Überfällige Regelungen

Zufrieden äußerte sich auch der Deutsche Forstwirtschaftsrat (DFWR). „Nach dem endlosen Hin und Her in der letzten Legislaturperiode ist es nun gelungen, ein Gesetz auf den Weg zu bringen, das dem Wald, den Waldbesitzern und den vielfältigen Ansprüchen der Gesellschaft an den Wald umfassend gerecht wird“, unterstrich DFWR-Präsident Georg Schirmbeck. Das Waldgesetz greife dringend notwendige Änderungen im Bereich der forstwirtschaftlichen Zusammenschlüsse auf. Diese Zusammenschlüsse und damit der kleine Waldbesitzer würden gestärkt, indem sie jetzt Holzprodukte gemeinsam vermarkten dürften. Weiterhin werde der Anbau von Kurzumtriebsplantagen auf landwirtschaftlichen Flächen geregelt, und diese Flächen würden aus dem Waldbegriff ausgenommen. Diese Regelung sei seit Jahren überfällig und werde von allen Interessengruppen gefordert, „die es mit dem Anbau von Biomasse ernst meinen und den Anteil Erneuerbarer Energien steigern wollen“. Auch bei den Pflichten zur Verkehrssicherung im Wald komme es zu einer eindeutigeren rechtlichen Formulierung für die Waldbesitzer. Waldtypische Gefahren müssten zukünftig von allen Besuchern der Forsten beachtet werden, und der Waldbesitzer werde von der Haftung hierfür freigestellt. Für nicht notwendig hält Schirmbeck die Forderung der Naturschutzverbände, verbindliche Regelungen zur Bewirtschaftung des Waldes im Bundeswaldgesetz festzuschreiben. Der Aufbau stabiler Wälder, der Schutz des Bodens und die Förderung der bio­logischen Vielfalt seien für jeden Waldbesitzer selbstverständliche Ziele zu einer langfristigen und nachhaltigen Sicherung seines Eigentums. age

Auswirkungen des neuen Bundeswaldgesetzes

Interview mit Karl Fischer, Vorsitzender der FBG Kreis Waldeck

LW: Zu welchen Änderungen in den FBGs führt das neue Bundeswaldgesetz?
Fischer:
Das neue Bundeswaldgesetz stellt überwiegend eine Erleichterung und Vereinfachung für uns Waldbesitzer dar. Es führt zu einer Stärkung der forstlichen Vereinigungen, vor allem im Hinblick auf eigenhändlerische Tätigkeiten, wie die Veräußerung von Erzeugnissen ihrer Mitglieder. Bisher war es notwendig, für die Vermarktung ein eigenes Holzunternehmen zu gründen, bei uns das Holzunternehmen Waldeck.

LW: Welche Probleme bleiben?

> **Aufgabe A**
Welche Ziele sind laut dem Text zum Bundeswaldgesetz für jeden Waldbesitzer selbstverständlich? Nenne alle.
> **Aufgabe B**
Stimmen die folgenden Aussagen mit dem Text zum Bundeswaldgesetz überein? Antworte jeweils mit Ja oder Nein und zitiere die entscheidenden Worte.
(i) Laut Schirmbeck dürfen forstwirtschaftliche Zusammenschlüsse jetzt Holzprodukte gemeinsam vermarkten.
(ii) Kurzumtriebsplantagen auf landwirtschaftlichen Flächen fallen nach dem Gesetz unter den Waldbegriff.
(iii) Schirmbeck hält die Forderung der Naturschutzverbände nach verbindlichen Bewirtschaftungsregeln im Bundeswaldgesetz für berechtigt.
> **Aufgabe C**
Entnimm dem Text zum Bundeswaldgesetz alles ab „Auswirkungen des neuen“ bis einschließlich „Welche Probleme bleiben?“.
Die Datensätze haben mit dem Text nichts zu tun.

> **Gegebene Informationen**

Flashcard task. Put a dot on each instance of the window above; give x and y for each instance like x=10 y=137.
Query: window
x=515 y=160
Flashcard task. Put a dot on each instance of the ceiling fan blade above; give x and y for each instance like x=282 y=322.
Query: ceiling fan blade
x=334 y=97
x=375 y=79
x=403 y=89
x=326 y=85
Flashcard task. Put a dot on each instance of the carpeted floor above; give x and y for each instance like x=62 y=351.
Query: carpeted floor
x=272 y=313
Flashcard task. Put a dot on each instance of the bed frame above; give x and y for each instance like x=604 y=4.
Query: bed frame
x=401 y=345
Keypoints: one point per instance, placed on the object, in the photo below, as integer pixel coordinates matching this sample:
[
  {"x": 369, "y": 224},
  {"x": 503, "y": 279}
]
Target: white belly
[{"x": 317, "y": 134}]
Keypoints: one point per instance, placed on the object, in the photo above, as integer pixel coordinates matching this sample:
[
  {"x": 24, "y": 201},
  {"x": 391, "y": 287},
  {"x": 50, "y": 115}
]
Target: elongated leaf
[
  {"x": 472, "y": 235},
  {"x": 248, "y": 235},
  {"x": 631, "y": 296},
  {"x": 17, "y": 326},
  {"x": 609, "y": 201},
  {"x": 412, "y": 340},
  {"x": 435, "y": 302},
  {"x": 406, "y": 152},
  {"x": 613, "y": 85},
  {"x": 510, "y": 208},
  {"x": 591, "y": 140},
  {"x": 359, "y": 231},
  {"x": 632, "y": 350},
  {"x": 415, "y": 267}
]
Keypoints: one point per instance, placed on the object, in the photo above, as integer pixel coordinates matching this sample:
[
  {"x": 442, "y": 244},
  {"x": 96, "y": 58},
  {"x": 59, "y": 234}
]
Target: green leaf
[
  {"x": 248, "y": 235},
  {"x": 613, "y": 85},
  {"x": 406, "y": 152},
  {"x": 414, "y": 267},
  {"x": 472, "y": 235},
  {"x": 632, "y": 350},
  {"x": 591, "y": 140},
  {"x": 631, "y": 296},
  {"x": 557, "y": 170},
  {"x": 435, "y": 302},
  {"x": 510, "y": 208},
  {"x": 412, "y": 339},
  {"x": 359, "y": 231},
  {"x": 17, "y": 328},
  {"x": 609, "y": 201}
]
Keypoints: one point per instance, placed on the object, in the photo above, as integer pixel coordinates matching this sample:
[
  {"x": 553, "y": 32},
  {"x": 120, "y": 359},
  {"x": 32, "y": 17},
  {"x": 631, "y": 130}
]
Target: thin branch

> **Lösung A**
- Der Aufbau stabiler Wälder
- Der Schutz des Bodens
- Die Förderung der biologischen Vielfalt

> **Lösung B**
(i) Ja: „indem sie jetzt Holzprodukte gemeinsam vermarkten dürften“
(ii) Nein: „diese Flächen würden aus dem Waldbegriff ausgenommen“
(iii) Nein: „Für nicht notwendig hält Schirmbeck die Forderung der Naturschutzverbände“

> **Lösung C**
Auswirkungen des neuen Bundeswaldgesetzes

Interview mit Karl Fischer, Vorsitzender der FBG Kreis Waldeck

LW: Zu welchen Änderungen in den FBGs führt das neue Bundeswaldgesetz?
Fischer:
Das neue Bundeswaldgesetz stellt überwiegend eine Erleichterung und Vereinfachung für uns Waldbesitzer dar. Es führt zu einer Stärkung der forstlichen Vereinigungen, vor allem im Hinblick auf eigenhändlerische Tätigkeiten, wie die Veräußerung von Erzeugnissen ihrer Mitglieder. Bisher war es notwendig, für die Vermarktung ein eigenes Holzunternehmen zu gründen, bei uns das Holzunternehmen Waldeck.

LW: Welche Probleme bleiben?